= TASK BRIEF =
Only the lines holding "foliage" are wanted here; copy each from the listing.

--- RECORDS FOR THE EXERCISE ---

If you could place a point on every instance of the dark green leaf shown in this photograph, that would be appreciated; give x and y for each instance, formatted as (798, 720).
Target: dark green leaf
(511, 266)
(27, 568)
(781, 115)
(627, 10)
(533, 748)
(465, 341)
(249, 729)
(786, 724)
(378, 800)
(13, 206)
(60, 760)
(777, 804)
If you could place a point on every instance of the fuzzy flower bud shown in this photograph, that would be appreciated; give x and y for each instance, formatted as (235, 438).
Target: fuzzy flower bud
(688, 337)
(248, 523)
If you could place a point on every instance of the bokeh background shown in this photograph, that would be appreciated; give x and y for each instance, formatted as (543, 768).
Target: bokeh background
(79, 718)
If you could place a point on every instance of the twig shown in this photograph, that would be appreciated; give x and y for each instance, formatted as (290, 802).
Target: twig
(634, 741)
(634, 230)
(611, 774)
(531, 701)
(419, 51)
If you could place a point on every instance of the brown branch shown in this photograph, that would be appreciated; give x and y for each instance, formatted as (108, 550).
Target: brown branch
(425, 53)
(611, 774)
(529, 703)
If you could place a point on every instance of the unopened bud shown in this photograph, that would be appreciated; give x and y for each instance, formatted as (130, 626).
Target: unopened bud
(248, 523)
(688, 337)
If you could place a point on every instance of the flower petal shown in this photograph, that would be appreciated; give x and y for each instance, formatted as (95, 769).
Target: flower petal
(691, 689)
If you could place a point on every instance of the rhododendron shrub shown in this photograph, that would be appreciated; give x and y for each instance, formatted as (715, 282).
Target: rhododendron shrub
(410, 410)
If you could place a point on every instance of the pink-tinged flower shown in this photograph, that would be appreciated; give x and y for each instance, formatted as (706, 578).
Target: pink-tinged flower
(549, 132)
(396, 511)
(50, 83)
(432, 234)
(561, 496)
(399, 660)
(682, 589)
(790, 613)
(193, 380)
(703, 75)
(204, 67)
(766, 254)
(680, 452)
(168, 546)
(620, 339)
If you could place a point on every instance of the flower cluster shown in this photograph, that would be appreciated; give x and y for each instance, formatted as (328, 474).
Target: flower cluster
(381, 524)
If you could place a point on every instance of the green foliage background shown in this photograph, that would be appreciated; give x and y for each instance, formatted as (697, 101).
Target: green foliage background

---

= RESULT =
If you could place a point on every instance of the green foliage background shown in this photograph, that would be appreciated; give x and y for each instance, formatted as (697, 101).
Target: green foliage background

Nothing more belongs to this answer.